**Short task**
Render the material from its opening line through the line containing "[[214, 435]]" as a JSON list of strings, with one string per line and no blank lines.

**Material supplied**
++++++

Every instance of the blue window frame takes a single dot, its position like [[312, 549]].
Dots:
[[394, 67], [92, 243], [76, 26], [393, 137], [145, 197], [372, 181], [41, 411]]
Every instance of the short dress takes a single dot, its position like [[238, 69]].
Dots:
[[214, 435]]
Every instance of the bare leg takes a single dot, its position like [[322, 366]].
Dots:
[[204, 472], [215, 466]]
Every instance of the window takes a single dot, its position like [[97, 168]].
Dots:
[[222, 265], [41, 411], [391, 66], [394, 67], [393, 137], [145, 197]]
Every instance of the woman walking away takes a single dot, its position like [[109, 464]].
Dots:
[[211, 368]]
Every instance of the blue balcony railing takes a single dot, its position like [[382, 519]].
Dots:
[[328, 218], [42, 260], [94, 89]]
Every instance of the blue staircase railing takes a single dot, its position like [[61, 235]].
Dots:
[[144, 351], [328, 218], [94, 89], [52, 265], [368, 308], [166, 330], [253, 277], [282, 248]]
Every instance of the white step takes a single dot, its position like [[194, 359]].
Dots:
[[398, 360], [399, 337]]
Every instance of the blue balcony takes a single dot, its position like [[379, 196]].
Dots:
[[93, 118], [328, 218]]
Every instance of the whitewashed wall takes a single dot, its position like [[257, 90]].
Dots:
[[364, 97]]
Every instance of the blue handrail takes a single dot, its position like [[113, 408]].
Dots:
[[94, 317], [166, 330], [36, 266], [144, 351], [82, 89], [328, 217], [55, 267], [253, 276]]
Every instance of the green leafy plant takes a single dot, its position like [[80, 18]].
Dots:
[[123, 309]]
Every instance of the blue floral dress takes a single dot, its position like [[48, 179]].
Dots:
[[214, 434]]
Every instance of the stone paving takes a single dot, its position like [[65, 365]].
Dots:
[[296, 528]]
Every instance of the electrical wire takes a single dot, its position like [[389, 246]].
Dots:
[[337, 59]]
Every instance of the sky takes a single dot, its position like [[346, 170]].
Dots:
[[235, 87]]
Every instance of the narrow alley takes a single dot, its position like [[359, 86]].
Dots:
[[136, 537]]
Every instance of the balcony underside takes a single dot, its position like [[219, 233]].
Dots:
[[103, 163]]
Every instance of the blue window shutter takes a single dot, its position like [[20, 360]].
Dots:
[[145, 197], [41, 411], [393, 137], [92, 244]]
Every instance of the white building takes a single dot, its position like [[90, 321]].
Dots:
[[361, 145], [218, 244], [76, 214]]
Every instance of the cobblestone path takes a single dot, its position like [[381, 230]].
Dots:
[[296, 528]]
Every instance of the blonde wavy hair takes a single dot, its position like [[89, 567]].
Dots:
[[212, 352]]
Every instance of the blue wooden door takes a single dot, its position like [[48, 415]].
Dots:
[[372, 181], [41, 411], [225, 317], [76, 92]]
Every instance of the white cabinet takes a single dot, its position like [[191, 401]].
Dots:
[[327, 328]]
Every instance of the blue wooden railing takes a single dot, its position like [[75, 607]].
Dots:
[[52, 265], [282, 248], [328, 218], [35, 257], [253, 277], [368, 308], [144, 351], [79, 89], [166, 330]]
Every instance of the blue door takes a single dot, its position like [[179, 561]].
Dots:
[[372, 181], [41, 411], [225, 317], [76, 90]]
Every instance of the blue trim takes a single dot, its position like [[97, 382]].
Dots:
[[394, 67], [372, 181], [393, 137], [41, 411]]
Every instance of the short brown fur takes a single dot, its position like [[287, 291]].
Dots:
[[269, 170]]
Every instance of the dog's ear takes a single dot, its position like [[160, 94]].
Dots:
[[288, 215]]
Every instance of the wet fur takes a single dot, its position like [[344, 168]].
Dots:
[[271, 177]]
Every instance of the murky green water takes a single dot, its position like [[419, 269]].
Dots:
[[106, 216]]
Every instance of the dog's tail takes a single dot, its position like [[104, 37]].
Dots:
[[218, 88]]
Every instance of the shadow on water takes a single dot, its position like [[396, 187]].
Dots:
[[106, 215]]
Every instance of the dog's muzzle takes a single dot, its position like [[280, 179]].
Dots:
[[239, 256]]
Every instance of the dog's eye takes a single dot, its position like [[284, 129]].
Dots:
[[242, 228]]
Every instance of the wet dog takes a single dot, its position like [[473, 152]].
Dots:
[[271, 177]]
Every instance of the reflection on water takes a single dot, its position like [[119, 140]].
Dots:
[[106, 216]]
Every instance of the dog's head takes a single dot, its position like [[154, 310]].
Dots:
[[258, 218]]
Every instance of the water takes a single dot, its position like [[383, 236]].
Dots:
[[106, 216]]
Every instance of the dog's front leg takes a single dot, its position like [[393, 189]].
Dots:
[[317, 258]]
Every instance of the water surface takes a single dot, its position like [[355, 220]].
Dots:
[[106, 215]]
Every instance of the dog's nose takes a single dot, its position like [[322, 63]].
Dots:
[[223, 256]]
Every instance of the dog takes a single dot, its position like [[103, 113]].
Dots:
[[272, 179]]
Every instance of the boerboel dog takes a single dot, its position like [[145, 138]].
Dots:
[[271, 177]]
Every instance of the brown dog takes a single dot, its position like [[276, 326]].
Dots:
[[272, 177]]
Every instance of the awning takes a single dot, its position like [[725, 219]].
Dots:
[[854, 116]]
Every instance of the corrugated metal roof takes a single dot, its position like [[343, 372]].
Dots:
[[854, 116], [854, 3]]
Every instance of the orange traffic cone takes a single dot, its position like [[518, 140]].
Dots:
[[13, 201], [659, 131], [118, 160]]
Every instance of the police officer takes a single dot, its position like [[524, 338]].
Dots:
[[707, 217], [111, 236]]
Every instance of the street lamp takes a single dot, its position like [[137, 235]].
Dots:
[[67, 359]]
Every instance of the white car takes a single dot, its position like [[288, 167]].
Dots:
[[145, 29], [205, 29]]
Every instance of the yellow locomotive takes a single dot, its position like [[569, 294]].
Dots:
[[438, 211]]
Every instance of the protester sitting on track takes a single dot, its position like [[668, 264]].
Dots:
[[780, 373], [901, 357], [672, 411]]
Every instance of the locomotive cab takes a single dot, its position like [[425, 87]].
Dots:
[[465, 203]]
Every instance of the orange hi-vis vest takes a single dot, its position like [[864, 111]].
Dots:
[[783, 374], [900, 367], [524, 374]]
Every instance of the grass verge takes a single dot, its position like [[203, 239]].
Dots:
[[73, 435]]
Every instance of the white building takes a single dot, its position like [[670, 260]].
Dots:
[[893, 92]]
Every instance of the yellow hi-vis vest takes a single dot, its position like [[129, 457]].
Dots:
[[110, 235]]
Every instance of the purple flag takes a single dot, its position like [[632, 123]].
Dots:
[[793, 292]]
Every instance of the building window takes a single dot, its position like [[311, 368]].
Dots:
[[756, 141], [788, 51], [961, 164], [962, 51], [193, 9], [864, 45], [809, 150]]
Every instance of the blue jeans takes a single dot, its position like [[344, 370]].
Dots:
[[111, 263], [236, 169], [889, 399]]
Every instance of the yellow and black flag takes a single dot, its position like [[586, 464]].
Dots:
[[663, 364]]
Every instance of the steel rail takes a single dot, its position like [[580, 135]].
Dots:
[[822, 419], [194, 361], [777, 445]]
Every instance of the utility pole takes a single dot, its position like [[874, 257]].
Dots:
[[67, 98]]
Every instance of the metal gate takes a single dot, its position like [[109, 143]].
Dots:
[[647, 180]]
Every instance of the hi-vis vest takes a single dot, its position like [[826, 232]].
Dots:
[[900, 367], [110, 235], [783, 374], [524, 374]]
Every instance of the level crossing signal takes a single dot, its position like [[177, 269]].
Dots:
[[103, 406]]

++++++

**Solution below**
[
  "Every instance of the blue window frame takes a single dot, its position like [[312, 549]].",
  "Dots:",
  "[[394, 67], [92, 243], [76, 26], [393, 137], [145, 197], [372, 181], [41, 411]]",
  "Every instance of the short dress takes a single dot, its position like [[238, 69]].",
  "Dots:",
  "[[214, 435]]"
]